Problem description =
Reproduce the rows from the line with "the river rock?" to the line with "[149,390,247,421]", both ends included, with their requests. Multiply every bounding-box coordinate in the answers by 1.8 and round to the nearest whole number, with halves rounding up.

* * *

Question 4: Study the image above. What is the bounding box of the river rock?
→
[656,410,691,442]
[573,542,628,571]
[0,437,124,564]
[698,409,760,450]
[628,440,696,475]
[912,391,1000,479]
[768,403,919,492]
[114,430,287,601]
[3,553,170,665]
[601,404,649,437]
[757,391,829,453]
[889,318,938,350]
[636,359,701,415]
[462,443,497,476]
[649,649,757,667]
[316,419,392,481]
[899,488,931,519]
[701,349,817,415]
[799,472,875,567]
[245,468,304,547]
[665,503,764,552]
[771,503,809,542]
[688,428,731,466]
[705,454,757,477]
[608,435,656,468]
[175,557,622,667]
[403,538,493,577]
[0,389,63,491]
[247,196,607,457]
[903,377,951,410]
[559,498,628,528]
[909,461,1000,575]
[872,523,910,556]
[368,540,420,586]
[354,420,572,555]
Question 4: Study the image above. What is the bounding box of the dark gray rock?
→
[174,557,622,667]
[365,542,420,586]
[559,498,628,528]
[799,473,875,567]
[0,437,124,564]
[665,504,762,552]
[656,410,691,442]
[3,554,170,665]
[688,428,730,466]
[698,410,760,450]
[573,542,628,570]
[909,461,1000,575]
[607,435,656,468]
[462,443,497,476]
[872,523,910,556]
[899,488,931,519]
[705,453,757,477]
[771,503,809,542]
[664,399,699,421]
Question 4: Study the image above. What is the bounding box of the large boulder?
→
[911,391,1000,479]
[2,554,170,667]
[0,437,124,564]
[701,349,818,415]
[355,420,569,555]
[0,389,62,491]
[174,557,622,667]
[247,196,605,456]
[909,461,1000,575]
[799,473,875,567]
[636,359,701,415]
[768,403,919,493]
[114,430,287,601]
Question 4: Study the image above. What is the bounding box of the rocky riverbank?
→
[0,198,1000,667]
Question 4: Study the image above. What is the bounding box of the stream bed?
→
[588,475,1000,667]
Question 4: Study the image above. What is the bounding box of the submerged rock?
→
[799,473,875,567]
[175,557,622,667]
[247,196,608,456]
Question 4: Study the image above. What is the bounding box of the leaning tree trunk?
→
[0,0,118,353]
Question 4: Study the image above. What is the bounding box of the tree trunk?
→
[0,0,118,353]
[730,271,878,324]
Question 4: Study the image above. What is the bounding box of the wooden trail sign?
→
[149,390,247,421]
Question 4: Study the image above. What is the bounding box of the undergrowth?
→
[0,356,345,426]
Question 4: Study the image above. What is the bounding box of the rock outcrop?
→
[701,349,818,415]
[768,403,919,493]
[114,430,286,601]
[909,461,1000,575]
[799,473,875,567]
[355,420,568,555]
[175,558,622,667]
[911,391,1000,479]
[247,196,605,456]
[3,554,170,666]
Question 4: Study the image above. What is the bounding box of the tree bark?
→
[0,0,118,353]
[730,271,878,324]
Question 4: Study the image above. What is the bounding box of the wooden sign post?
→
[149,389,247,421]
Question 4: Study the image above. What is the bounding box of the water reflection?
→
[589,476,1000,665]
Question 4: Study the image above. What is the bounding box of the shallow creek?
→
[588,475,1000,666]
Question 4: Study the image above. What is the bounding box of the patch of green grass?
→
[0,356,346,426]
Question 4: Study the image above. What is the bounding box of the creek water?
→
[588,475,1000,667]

* * *

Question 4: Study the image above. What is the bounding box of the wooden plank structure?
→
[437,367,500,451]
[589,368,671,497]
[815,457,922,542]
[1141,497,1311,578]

* * *

Final result =
Question 4: Study the image above. What is the bounding box of the river rock?
→
[1181,738,1244,796]
[1031,976,1130,1028]
[0,787,223,1015]
[1256,736,1368,810]
[1130,792,1253,855]
[1642,704,1800,862]
[1382,725,1654,886]
[205,774,517,1082]
[5,995,306,1197]
[1082,727,1168,787]
[1363,704,1492,815]
[1600,572,1688,630]
[1145,646,1262,747]
[832,797,895,857]
[1168,1168,1363,1201]
[569,754,706,866]
[1618,878,1676,934]
[1262,628,1471,747]
[1438,850,1575,1021]
[441,842,547,985]
[1197,905,1375,994]
[1388,905,1456,976]
[1238,770,1316,839]
[1269,817,1363,859]
[1094,783,1181,842]
[315,1003,1120,1201]
[725,968,887,1039]
[0,700,113,884]
[445,353,1093,823]
[1625,679,1712,738]
[1006,896,1130,950]
[1636,830,1800,1035]
[1570,941,1638,1001]
[662,972,756,1055]
[637,756,1030,999]
Question 4: Study the image above. What is the bounding box of the dark gray rock?
→
[313,1003,1120,1201]
[657,976,756,1055]
[1006,896,1130,950]
[1438,851,1575,1021]
[0,787,223,1015]
[1197,907,1372,994]
[1181,738,1244,796]
[5,997,306,1197]
[1238,770,1314,839]
[1256,738,1368,810]
[1031,976,1130,1026]
[1636,830,1800,1035]
[1093,783,1181,842]
[832,797,895,857]
[1570,941,1638,1001]
[1618,878,1676,934]
[1269,815,1363,859]
[1388,905,1456,976]
[1195,718,1258,758]
Question 4: Study the image above. What is the bounding box of the large boulder?
→
[1640,704,1800,862]
[4,997,306,1201]
[0,787,223,1015]
[1262,628,1472,747]
[639,756,1024,999]
[0,700,112,884]
[313,1003,1120,1201]
[445,353,1089,821]
[1636,830,1800,1035]
[1438,851,1575,1021]
[1145,646,1262,747]
[1382,725,1654,887]
[205,774,517,1082]
Question 4: Study the image above. What is the bounding box of the rocky riverbank?
→
[0,356,1800,1201]
Question 4: Study the image above. What is the bounding box of the stream bed?
→
[1058,855,1800,1201]
Question 4: Study the image above. What is the bounding box of the submerged rock?
→
[1438,851,1575,1021]
[315,1003,1120,1201]
[445,353,1094,821]
Question 4: Study the image above. What is the bounding box of the leaning tree trunk?
→
[0,0,212,635]
Question 4: Study the image above. What is the bounding box of the tree trunk?
→
[0,0,212,635]
[1314,488,1580,583]
Question 4: Study the image above. What is the bounding box of the wooden trail sign?
→
[268,702,445,758]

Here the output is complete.